TASK ITEM:
The expected result is every line of the records, printed exactly.

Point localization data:
########

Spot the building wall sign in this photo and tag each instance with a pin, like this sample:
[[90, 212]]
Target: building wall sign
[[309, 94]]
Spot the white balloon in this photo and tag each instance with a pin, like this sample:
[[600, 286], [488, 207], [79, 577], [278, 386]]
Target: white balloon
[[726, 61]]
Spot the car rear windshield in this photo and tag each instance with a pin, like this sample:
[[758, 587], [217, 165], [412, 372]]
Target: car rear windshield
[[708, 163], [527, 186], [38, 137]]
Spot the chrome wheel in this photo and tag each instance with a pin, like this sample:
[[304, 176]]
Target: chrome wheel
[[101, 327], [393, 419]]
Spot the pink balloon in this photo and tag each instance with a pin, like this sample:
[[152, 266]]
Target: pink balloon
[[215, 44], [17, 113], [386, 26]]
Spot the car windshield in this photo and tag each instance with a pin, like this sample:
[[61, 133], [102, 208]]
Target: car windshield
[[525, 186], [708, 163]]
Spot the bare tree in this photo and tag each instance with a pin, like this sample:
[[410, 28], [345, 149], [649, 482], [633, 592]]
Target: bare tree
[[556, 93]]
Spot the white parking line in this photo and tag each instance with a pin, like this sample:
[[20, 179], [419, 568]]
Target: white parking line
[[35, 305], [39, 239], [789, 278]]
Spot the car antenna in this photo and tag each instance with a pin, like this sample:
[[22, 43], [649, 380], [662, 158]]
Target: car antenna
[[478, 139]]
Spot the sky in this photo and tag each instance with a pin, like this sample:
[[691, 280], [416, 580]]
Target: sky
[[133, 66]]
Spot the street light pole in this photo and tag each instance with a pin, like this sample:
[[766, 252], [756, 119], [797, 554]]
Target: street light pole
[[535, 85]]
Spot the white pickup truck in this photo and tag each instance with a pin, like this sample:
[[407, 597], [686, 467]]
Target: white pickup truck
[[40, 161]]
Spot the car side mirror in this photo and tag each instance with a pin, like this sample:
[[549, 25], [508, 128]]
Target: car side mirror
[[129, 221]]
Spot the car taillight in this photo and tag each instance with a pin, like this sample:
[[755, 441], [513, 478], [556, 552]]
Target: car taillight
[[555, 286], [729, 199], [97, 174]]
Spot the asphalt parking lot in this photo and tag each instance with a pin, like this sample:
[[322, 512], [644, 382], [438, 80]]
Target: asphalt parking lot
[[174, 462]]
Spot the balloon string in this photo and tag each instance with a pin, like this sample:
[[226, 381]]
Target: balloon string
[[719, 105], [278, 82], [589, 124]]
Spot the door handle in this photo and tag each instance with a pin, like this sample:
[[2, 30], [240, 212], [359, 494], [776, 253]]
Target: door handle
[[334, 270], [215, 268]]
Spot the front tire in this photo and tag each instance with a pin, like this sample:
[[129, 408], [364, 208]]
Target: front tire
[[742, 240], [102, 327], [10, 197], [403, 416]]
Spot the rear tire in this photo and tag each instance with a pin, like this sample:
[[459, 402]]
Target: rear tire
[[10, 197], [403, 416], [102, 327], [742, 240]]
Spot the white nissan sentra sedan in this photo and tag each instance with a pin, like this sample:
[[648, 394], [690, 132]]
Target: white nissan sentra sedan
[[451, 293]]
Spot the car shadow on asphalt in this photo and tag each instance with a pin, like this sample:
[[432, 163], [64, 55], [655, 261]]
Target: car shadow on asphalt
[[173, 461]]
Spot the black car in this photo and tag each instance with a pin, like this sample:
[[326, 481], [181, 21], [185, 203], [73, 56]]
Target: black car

########

ANSWER SPACE:
Spot the building wall sign in this photo and tag each instance with a pin, like this sample:
[[90, 212]]
Target: building wall sign
[[309, 94]]
Spot the white balloon in this photo and tag each instance with a pin, like this sample:
[[600, 286], [488, 207], [79, 577], [278, 386]]
Target: white balloon
[[726, 61]]
Spot the car rear windshield in this photo and tag each instance with a pin, like this sample:
[[758, 587], [217, 165], [412, 372]]
Target: car rear windshield
[[708, 163], [527, 186], [38, 137]]
Spot the chrome wheel in this photo and tag each instance with a pin, like this sample:
[[304, 176]]
Target: chrome wheel
[[101, 327], [393, 419]]
Spot the pink balloon in this photo and tag each instance with a pin, like this sample:
[[152, 266]]
Target: pink balloon
[[215, 44], [17, 113], [386, 26]]
Spot the car windshield in this photo and tag each instance with a pin, like this sample:
[[61, 133], [102, 208]]
Target: car windshield
[[525, 186], [708, 163]]
Spot the bare tree in this photo and tag each instance with a pin, like this sample:
[[410, 28], [345, 149], [649, 482], [633, 592]]
Target: bare tree
[[556, 93]]
Spot the white parking line in this photo and tag each instance with a pin, like this sample:
[[20, 179], [419, 568]]
Target: white parking line
[[35, 305], [39, 239], [789, 278]]
Spot the car antenna in this photo and tag each instance with a pin, like this sample:
[[22, 43], [649, 380], [662, 158]]
Target: car antenna
[[478, 139]]
Spot the sky in this photo and tag each instance with a pin, like this sample:
[[691, 280], [416, 580]]
Target: sky
[[133, 66]]
Spot the street light pole in this photo and tag each instance with a pin, like this sample:
[[766, 252], [756, 119], [797, 554]]
Target: street light pole
[[535, 85]]
Spot the white pickup truck in this photo and tag each instance with a pin, like this sample:
[[407, 597], [686, 467]]
Target: white pickup truck
[[40, 161]]
Spot the car side mirror in this photo and tag each instance with a pin, like this sample:
[[549, 25], [508, 128]]
Target: car side mirror
[[129, 221]]
Spot the car taillight in this photo and tag each instance with a pin, like this sample:
[[755, 441], [513, 478], [556, 552]]
Target: car taillight
[[555, 286], [729, 199], [97, 174]]
Spot the asphalt parking lot in this photo and tag each instance with a pin, like this sample:
[[322, 512], [644, 382], [438, 80]]
Target: asphalt parking lot
[[174, 462]]
Spot the balloon string in this photo and tag each instance with a pin, like this sample:
[[226, 381]]
Target: balloon string
[[719, 105], [278, 82], [589, 124]]
Spot the door handle in this photo and tag each instance with a pin, like this sample:
[[2, 30], [240, 212], [359, 494], [776, 253]]
Target: door handle
[[334, 270], [215, 268]]
Spot the front tire in this photo and tag each instance with a pin, like this sample:
[[129, 408], [364, 208]]
Target: front tire
[[742, 240], [102, 327], [10, 197], [403, 416]]
Spot the rear tire in this photo and tag each instance with a pin, like this sample:
[[459, 402]]
Target: rear tire
[[10, 197], [403, 416], [102, 327], [742, 240]]
Spot the white nissan sentra sedan in this photo and tag each instance with a pin, like this sample:
[[648, 394], [690, 132]]
Target: white nissan sentra sedan
[[451, 293]]
Spot the car shadow on asphalt in this photo and tag each instance with a pin, like this sample:
[[432, 163], [64, 55], [655, 261]]
Target: car shadow on asphalt
[[173, 461]]
Spot the black car in this photo and tag each instance with a pin, like this sample:
[[326, 481], [181, 21], [185, 203], [73, 56]]
Target: black car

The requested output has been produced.